§ **WHAT IS EXPECTED**: Return the whole listing exactly as it stands.

§ **EXCERPTED RECORDS**:

# # #

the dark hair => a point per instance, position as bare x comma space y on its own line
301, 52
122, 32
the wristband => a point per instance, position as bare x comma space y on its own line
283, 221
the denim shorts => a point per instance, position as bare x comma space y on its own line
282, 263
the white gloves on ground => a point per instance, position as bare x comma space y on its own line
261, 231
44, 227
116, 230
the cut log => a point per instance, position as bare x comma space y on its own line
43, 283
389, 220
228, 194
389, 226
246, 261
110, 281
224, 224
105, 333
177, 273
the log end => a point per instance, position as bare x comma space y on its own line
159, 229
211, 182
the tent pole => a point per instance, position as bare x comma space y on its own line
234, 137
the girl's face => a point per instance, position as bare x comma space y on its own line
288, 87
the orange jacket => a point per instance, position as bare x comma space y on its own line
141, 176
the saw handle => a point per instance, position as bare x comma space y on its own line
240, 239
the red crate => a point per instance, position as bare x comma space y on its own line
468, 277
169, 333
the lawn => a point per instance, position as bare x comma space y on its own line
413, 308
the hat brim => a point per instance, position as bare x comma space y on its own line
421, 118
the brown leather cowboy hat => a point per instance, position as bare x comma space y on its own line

# # #

§ **FULL ANSWER**:
the dark hair => a point per instance, position as bare x comma space y on its own line
301, 52
122, 32
the wristband => a point per instance, position as bare x comma space y on its own line
283, 221
the denim shorts => a point per instance, position as bare x comma space y on its own line
282, 263
the white gloves on ground => a point per instance, position as bare x comma space y on its own line
261, 231
44, 227
116, 230
the cut log => a point per instance, position as bare x comma space y on its own line
43, 283
389, 220
228, 194
389, 226
246, 261
110, 281
224, 224
105, 333
177, 273
the log end => a point per instance, position as bare x comma space y on its own line
159, 229
211, 182
the tent pole => a point per instance, position as bare x comma space y on its own line
234, 137
the girl's face => a point per instance, position as bare x comma space y on its own line
288, 87
the orange jacket => a point per instance, position as bare x comma space y on its own line
141, 176
the saw handle => a point per instance, position as bare x comma space y on its own line
240, 239
the red crate => a point per instance, position as bare x comma space y on its own line
468, 277
169, 333
the lawn => a point per instance, position as bare x comma space y on its own line
413, 308
the hat brim => a point per instance, position as bare x comma space y on its own line
421, 118
the brown leather cowboy hat => a point per instance, position as bare x comma space y on its own line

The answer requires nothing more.